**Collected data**
= = = = = = =

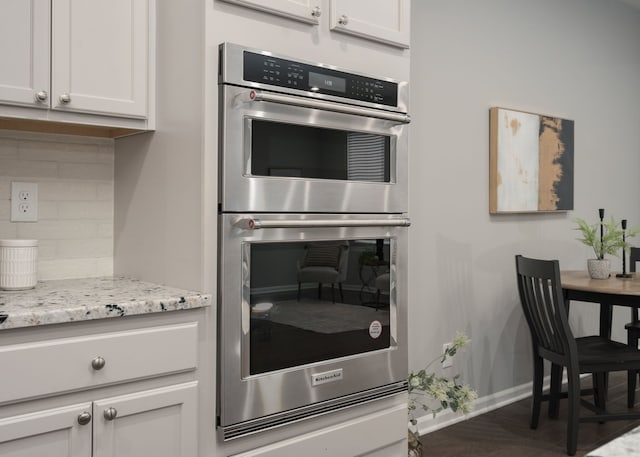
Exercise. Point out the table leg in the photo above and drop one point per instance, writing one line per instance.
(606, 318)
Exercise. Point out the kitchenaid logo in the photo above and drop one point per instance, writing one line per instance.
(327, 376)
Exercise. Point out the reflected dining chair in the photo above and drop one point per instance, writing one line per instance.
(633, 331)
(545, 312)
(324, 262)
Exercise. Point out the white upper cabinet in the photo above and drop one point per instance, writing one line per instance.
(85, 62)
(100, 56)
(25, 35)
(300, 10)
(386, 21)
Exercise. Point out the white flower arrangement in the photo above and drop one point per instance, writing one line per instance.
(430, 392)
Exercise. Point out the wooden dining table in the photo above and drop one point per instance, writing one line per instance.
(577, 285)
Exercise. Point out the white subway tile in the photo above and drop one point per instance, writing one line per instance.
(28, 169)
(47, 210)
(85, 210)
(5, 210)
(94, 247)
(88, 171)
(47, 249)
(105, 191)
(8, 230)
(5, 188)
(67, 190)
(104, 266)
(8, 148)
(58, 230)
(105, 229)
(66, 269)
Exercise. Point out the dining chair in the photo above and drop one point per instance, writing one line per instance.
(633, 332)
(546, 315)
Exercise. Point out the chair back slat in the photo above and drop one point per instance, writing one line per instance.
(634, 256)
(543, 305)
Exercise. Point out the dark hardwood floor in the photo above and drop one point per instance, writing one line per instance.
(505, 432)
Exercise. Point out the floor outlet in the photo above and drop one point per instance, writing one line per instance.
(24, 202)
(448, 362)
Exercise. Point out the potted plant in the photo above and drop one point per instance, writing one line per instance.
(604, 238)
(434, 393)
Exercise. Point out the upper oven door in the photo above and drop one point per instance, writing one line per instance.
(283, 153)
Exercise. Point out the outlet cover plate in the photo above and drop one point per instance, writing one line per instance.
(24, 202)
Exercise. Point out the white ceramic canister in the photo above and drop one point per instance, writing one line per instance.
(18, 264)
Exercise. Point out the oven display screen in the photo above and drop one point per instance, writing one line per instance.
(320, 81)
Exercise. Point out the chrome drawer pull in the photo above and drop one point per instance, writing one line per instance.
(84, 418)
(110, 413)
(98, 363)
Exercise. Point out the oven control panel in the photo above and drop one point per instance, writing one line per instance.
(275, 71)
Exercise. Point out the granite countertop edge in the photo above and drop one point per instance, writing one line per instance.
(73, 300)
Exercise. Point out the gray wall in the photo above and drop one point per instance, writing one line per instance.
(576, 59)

= = = = = = =

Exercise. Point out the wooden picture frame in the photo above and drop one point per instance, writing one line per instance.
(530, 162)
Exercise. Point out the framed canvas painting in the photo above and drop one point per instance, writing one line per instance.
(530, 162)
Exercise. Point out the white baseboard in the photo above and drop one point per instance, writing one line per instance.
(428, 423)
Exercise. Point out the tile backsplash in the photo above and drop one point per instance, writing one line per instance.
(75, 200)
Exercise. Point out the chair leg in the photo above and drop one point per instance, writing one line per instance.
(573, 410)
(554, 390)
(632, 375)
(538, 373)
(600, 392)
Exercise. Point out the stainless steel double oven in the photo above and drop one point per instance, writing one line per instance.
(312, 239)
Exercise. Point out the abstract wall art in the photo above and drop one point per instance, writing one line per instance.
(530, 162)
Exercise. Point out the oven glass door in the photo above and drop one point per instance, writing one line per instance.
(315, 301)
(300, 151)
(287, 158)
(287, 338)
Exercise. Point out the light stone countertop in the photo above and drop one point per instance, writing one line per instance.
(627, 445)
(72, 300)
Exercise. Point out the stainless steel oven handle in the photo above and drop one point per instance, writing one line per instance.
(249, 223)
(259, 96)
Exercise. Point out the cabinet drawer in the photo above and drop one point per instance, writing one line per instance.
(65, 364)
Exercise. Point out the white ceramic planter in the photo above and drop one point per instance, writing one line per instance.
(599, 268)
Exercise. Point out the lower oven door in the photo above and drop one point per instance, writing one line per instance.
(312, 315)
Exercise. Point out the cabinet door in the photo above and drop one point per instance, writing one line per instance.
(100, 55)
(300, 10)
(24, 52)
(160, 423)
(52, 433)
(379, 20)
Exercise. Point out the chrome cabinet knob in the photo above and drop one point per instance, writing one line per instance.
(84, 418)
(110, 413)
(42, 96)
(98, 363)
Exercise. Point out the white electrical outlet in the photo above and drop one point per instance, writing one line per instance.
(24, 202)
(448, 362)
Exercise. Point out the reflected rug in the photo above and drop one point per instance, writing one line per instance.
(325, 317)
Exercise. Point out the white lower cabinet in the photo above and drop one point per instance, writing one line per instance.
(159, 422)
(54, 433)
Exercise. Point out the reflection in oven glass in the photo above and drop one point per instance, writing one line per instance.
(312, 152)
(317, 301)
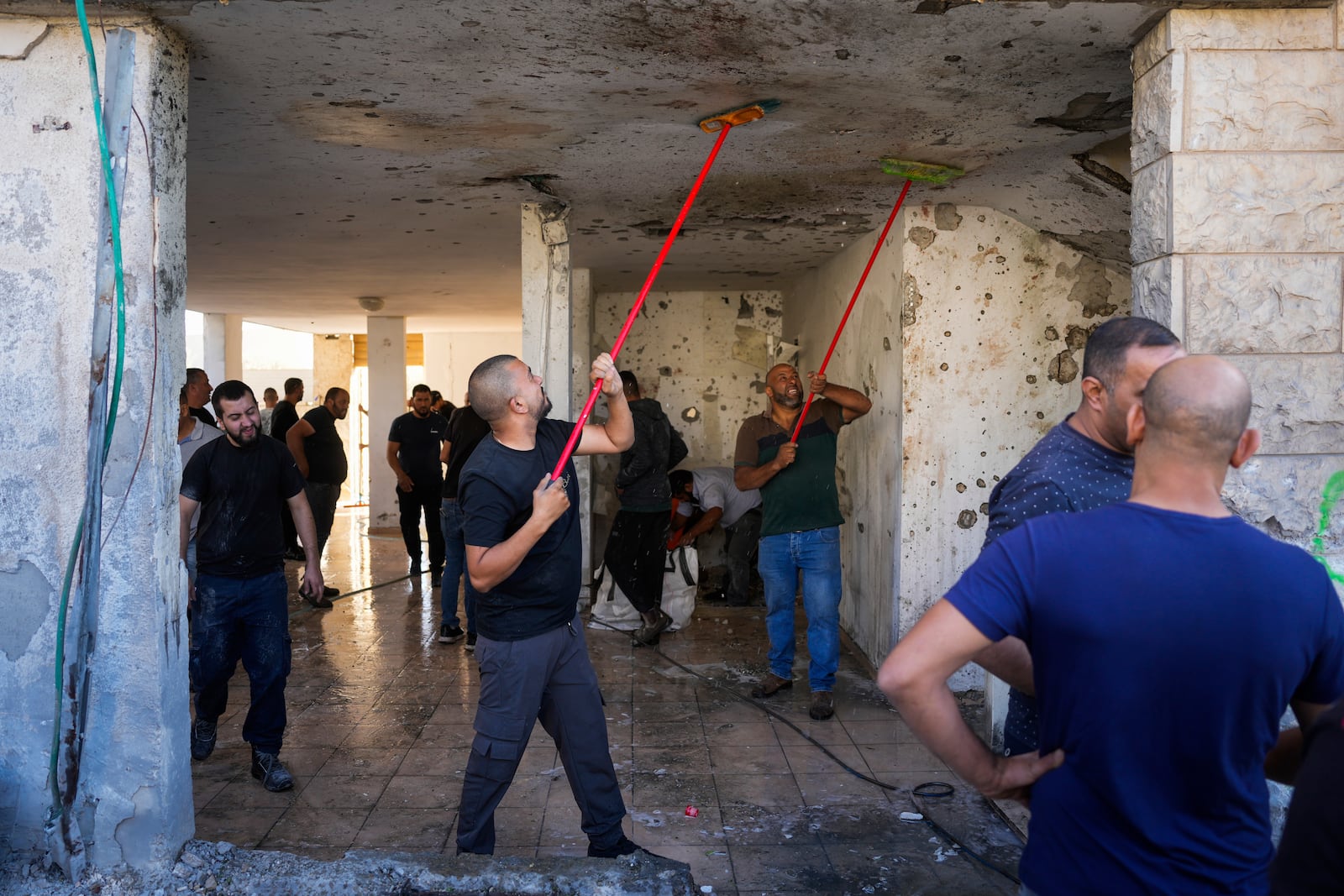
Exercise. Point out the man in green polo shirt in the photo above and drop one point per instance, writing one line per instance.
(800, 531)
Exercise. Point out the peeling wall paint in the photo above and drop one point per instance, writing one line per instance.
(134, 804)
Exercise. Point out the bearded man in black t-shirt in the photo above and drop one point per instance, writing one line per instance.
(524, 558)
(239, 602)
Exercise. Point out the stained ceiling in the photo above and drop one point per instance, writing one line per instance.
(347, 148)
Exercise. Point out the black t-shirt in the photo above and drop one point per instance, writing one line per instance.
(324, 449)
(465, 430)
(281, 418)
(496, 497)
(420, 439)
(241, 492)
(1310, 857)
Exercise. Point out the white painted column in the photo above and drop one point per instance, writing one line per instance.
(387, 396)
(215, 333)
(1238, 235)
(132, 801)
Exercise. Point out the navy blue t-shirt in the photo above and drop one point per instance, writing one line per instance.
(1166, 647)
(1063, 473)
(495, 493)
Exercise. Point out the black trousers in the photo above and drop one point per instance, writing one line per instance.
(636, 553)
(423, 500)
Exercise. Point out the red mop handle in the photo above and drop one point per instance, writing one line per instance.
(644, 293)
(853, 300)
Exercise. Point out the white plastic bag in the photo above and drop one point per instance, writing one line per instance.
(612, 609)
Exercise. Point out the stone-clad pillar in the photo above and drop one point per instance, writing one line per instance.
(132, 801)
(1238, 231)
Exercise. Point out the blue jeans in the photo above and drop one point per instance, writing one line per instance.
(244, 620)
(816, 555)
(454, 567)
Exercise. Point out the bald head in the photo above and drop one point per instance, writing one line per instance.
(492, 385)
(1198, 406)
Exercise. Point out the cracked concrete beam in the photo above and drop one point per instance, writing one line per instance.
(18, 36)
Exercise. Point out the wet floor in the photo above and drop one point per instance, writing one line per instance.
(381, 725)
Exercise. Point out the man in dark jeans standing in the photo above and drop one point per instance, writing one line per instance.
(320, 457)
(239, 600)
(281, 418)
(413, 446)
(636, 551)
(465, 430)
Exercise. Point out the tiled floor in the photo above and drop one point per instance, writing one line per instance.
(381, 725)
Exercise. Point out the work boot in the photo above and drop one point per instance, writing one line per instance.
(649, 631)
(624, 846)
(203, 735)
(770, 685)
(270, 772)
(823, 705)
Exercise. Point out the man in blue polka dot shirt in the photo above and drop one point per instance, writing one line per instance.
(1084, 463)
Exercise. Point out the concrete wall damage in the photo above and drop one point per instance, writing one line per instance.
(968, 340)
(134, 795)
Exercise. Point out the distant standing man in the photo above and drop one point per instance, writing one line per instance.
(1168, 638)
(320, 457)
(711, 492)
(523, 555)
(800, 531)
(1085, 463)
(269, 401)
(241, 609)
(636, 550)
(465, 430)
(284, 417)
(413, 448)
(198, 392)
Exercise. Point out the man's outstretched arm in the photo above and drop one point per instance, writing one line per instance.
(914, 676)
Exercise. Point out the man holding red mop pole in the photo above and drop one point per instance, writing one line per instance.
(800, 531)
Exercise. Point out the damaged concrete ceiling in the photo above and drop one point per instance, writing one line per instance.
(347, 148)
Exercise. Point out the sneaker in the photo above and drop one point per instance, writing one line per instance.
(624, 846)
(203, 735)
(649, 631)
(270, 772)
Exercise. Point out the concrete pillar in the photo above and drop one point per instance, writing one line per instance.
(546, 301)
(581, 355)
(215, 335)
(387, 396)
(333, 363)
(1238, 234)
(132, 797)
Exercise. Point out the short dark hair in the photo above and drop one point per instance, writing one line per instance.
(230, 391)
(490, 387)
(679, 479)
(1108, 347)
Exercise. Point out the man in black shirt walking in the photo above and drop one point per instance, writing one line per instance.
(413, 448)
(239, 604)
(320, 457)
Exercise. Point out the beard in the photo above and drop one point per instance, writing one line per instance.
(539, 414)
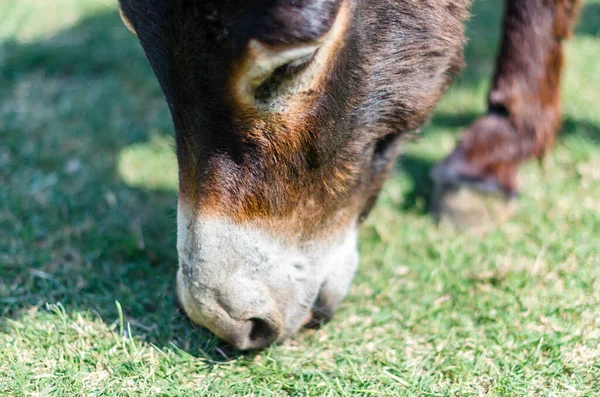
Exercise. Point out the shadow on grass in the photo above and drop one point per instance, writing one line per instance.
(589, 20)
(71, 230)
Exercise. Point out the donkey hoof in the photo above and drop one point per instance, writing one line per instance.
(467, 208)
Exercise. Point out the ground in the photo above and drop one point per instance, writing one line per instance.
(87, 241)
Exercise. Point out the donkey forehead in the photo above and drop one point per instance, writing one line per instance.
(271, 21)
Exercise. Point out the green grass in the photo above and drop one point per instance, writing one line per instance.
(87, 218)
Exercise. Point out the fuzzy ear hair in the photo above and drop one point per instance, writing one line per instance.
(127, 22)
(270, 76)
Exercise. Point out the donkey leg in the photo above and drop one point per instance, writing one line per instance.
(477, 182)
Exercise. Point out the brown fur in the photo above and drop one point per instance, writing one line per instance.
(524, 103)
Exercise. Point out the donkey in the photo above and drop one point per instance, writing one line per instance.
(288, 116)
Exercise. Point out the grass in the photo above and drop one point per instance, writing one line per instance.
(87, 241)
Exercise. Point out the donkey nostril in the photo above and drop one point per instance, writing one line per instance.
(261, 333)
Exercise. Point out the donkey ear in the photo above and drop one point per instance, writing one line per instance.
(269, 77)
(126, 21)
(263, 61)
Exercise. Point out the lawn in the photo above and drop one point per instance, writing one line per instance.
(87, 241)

= = = = = = =

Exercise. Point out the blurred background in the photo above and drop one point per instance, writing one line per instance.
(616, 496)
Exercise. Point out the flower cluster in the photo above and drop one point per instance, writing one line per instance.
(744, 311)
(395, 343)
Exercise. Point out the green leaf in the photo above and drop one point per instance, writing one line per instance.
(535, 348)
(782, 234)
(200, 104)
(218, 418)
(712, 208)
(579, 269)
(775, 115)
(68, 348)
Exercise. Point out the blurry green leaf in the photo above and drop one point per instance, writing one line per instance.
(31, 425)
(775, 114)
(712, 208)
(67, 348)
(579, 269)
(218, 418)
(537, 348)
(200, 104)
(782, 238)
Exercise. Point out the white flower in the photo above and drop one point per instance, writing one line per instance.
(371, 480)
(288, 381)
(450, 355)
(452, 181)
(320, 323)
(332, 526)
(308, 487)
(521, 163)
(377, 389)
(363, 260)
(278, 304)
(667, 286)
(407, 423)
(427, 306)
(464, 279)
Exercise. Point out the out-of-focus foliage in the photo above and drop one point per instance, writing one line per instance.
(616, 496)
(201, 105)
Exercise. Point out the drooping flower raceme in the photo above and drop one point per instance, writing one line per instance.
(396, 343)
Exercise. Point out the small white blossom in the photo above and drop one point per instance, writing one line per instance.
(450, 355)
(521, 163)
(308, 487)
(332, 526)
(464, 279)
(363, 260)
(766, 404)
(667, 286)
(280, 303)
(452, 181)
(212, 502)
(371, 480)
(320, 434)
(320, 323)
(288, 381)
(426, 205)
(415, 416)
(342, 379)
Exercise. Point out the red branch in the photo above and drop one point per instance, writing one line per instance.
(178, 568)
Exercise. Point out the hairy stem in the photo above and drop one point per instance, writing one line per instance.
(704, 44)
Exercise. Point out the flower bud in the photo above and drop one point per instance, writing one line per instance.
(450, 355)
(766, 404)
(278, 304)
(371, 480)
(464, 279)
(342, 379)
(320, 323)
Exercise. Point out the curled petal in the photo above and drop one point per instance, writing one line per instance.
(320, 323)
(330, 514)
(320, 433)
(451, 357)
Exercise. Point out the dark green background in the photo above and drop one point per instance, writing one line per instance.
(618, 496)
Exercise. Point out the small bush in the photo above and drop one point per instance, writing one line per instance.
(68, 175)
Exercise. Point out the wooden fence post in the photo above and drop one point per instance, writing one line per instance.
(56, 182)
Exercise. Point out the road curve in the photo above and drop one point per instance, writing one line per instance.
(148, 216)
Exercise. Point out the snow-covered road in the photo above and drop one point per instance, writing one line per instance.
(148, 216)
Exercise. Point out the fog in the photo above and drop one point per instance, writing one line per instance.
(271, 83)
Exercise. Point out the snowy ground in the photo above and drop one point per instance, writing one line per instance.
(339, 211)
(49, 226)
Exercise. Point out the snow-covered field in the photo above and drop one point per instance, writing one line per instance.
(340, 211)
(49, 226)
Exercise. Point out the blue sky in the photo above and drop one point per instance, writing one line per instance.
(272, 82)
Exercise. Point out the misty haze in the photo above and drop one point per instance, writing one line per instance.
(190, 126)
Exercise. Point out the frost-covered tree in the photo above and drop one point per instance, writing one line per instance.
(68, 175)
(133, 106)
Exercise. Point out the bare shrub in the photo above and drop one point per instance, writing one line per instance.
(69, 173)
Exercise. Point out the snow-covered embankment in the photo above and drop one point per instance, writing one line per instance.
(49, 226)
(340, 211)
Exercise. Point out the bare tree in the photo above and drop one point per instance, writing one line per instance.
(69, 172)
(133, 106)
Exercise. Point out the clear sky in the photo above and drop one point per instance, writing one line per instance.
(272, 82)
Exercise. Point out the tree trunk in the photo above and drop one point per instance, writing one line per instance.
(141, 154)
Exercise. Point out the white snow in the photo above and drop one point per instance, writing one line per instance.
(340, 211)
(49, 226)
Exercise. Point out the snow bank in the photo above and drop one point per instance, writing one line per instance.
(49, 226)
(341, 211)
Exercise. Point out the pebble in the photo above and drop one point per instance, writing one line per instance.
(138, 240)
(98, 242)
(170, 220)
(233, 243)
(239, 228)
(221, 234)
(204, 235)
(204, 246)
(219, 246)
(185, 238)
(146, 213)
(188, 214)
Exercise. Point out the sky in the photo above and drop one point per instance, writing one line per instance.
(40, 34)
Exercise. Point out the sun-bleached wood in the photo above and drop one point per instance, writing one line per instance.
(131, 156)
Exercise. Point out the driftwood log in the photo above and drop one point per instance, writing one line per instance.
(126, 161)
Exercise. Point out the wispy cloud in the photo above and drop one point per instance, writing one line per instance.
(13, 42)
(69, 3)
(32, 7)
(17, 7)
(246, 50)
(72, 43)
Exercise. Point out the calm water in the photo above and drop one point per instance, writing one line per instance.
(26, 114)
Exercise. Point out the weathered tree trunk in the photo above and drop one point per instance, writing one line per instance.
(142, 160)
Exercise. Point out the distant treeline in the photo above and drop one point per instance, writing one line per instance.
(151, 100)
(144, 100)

= = = = = = =

**Your objective**
Give the data from the line containing "Exercise. Point out the black trousers" up to and including the line containing "(1238, 231)" as a Markdown table with the columns Row and Line, numbering each row and leaving out blank lines.

**Expected answer**
| Row | Line |
|---|---|
| 1 | Exercise. Point out the black trousers in the photo above and drop one point per instance, writing one line per instance. |
| 2 | (636, 553) |
| 3 | (423, 500) |
| 4 | Exercise. Point out the red mop handle in the photo above and drop one point per instance, writing one line per instance. |
| 5 | (644, 293) |
| 6 | (853, 300) |
| 7 | Exercise. Point out the white plastic bag in the photo above and drop one point per instance, writing one line per instance. |
| 8 | (612, 609) |
| 9 | Exercise. Point out the stone-clad pillar in the photo above and drop one point per instance, writing one line per instance. |
| 10 | (132, 801) |
| 11 | (1238, 231) |